──────── Source passage

Riesling is also known for it's remarkable longevity in both sweet and dry forms, especially when either acid or sugar levels are high in the final wine, as these can act to preserve the wine and it's flavours from decay and oxidation. This effect is so prominent that even average quality productions can last for decades, with high quality examples tasted after 50-100 years showing to survive the ages. This of course is not guaranteed but appears to be far more frequent than many other un-oaked white wines around the world.
Unfortunately for Riesling, it's low natural yield and propensity to over-ripen in regions that are too warm, led it to being blended together with several high-yielding, more economical grapes, which unknown to the consumer, far out-weighed the Riesling by percentage in the final wine. When these cheap white wines were sold in the UK (the largest consumer market for Germany at the time) the public assumed these German whites were still Riesling and were absolutely revolted by the low-quality sickly sweet examples, and within just a few years, orders from the UK had all but halted and the German wine industry tanked, and has been the last several decades trying to re-position itself.
It is worth noting of course, that these wines, though large in individual production, did not at all represent the majority of winegrowers in Germany, who continued to produce high quality wine as they had always done, even if they had to sell most of it domestically until the country's reputation had been repaired.
More recently, with each passing day those who had shunned the grape, are re-discovering the majesty of Riesling, it's versatility with food pairing, how refreshing it can be on a hot day, or how well it can age.
You'll also find Riesling to be one of the most popular wines amongst wine professionals, winemakers and sommeliers.

────────────────

◆ Prompt A
List the four things about Riesling that, according to the passage about Riesling, people who had shunned the grape are re-discovering.
◆ Prompt B
According to the passage about Riesling, which country was the largest consumer market for Germany at the time the cheap blended white wines were sold?
◆ Prompt C
Quote the passage about Riesling word for word, everything from "Unfortunately for Riesling, it's" down to "to re-position itself.".

──────── Stored records

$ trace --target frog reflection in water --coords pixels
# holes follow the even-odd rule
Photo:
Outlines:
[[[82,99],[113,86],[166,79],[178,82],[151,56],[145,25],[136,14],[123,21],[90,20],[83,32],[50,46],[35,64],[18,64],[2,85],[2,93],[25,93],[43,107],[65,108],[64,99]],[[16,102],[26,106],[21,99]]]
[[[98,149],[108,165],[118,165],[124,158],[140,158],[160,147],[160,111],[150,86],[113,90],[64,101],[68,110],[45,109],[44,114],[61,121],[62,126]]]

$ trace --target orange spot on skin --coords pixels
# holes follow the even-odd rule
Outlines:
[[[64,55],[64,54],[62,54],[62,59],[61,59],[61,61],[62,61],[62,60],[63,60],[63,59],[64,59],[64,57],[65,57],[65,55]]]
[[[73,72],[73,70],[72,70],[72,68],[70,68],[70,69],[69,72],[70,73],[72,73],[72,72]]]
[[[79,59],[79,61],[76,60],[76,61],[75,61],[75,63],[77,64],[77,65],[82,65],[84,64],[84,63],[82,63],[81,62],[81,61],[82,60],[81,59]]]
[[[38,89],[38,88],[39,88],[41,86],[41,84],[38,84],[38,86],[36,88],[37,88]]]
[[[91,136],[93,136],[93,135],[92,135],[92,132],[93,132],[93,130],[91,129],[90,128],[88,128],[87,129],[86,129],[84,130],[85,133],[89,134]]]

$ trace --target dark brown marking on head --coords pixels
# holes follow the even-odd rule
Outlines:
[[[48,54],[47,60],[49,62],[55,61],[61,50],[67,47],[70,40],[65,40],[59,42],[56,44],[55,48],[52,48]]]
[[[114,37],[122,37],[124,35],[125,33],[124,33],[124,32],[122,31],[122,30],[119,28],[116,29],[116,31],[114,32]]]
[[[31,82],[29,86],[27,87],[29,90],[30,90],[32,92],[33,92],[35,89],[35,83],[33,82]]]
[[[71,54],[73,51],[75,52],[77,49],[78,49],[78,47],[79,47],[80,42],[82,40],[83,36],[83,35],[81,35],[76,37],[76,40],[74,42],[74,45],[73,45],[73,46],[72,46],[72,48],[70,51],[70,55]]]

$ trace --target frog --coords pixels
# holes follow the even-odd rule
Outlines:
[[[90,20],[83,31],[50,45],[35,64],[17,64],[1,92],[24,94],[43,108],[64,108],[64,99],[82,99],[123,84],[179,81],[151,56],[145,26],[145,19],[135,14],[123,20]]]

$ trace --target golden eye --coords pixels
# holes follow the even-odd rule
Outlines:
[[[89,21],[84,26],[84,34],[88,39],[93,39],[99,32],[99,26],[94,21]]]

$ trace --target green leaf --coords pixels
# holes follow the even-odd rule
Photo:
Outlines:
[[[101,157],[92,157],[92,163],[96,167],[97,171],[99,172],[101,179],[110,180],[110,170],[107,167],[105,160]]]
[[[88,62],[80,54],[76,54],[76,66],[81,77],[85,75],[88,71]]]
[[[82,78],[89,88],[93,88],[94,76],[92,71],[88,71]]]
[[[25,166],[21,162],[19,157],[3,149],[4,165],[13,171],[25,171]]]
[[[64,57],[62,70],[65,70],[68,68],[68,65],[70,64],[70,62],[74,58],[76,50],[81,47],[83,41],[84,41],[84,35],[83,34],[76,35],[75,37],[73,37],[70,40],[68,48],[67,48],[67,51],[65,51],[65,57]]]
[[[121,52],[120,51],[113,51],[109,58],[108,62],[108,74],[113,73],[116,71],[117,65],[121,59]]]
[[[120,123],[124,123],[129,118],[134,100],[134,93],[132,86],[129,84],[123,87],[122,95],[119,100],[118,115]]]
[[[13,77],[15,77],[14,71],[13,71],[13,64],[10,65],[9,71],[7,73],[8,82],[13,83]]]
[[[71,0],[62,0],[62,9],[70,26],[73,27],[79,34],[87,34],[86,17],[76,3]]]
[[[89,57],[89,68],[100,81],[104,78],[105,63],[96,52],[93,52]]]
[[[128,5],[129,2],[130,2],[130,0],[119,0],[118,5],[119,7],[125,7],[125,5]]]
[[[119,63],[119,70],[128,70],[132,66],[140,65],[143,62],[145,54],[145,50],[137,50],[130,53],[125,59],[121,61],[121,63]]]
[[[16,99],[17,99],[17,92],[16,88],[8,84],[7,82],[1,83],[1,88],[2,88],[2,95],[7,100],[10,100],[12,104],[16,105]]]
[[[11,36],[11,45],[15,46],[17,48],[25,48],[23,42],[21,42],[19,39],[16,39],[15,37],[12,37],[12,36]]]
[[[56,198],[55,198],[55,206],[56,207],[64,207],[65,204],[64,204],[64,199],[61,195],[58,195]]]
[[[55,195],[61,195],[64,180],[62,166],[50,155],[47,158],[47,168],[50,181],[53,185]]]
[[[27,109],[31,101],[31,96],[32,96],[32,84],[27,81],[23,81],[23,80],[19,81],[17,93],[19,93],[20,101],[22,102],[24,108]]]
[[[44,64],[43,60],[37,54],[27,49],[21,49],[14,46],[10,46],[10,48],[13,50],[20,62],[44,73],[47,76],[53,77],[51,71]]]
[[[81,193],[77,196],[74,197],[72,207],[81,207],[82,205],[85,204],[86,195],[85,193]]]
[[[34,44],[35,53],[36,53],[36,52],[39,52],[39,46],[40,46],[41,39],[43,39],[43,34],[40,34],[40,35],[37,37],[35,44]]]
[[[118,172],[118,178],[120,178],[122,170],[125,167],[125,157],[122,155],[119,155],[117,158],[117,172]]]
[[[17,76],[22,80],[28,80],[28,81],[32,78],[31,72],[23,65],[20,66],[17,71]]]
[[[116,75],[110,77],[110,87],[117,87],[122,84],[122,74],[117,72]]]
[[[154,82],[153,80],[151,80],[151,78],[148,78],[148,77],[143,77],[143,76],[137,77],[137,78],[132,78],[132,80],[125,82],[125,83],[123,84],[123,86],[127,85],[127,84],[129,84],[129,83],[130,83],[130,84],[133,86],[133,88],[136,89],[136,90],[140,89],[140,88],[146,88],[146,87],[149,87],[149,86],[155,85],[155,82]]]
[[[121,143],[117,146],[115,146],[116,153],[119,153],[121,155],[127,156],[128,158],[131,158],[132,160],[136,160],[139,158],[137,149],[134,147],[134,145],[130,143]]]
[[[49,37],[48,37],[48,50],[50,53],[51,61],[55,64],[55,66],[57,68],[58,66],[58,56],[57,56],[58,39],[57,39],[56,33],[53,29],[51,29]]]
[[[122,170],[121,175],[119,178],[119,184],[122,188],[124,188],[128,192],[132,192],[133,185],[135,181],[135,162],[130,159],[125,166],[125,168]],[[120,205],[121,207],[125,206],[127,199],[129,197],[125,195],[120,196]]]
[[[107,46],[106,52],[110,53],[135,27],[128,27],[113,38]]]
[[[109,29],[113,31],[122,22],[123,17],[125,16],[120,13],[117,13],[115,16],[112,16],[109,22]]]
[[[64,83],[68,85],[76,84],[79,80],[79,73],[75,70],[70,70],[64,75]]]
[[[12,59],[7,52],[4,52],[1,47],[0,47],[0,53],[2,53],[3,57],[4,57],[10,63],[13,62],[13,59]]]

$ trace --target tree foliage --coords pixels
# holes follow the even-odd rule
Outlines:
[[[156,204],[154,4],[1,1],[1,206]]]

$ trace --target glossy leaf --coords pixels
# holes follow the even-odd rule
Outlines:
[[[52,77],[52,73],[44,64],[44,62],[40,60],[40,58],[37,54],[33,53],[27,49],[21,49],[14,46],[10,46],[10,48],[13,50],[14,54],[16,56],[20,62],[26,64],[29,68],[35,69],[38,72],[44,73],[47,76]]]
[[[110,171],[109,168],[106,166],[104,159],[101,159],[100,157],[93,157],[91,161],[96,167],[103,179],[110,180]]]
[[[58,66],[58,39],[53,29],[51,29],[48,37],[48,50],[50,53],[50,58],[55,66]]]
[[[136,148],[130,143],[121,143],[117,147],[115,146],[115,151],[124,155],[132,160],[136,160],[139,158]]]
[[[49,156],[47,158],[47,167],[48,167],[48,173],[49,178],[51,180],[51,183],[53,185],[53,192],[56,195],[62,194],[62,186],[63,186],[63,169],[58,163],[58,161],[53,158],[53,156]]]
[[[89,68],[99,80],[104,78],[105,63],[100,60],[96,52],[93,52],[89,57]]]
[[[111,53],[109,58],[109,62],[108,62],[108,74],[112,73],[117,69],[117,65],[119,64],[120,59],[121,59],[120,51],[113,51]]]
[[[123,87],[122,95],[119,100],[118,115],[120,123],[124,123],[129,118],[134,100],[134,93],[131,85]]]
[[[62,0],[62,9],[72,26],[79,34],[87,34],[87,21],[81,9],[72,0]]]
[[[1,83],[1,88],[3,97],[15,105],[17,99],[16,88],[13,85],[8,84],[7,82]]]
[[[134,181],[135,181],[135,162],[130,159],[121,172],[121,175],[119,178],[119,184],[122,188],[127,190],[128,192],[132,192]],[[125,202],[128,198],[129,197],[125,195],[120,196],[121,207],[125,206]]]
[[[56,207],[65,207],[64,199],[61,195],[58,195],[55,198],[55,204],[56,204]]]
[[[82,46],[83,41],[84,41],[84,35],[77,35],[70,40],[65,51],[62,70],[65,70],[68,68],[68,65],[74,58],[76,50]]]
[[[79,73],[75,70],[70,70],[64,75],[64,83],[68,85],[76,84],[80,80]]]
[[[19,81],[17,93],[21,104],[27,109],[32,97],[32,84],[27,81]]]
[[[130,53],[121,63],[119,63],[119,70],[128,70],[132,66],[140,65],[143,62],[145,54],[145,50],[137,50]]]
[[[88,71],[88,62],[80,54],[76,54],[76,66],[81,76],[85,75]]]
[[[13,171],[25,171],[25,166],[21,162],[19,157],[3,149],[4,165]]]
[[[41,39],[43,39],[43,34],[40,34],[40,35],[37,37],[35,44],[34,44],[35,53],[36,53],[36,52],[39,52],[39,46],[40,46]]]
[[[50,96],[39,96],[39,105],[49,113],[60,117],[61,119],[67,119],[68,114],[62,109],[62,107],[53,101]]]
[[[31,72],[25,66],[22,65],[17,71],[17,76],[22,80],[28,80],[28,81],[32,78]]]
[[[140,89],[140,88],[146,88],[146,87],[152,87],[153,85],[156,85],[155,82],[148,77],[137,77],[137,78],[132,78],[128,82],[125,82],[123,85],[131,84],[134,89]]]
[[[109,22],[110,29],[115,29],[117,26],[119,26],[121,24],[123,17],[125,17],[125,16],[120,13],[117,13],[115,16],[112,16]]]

────────────────

◆ Answer A
- The majesty of Riesling
- Its versatility with food pairing
- How refreshing it can be on a hot day
- How well it can age

◆ Answer B
The UK.

◆ Answer C
Unfortunately for Riesling, it's low natural yield and propensity to over-ripen in regions that are too warm, led it to being blended together with several high-yielding, more economical grapes, which unknown to the consumer, far out-weighed the Riesling by percentage in the final wine. When these cheap white wines were sold in the UK (the largest consumer market for Germany at the time) the public assumed these German whites were still Riesling and were absolutely revolted by the low-quality sickly sweet examples, and within just a few years, orders from the UK had all but halted and the German wine industry tanked, and has been the last several decades trying to re-position itself.